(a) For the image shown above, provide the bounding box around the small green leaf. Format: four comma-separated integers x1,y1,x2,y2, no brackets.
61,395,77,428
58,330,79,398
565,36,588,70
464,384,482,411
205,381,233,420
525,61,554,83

EXERCISE GOAL.
Please report every line in the items above that contains the word "shown".

WRITTEN REPLY.
(a) For the image shown above, provide the bounding box around the small green leaf. Format: four comma-separated integers x1,y1,x2,y2, no brackets.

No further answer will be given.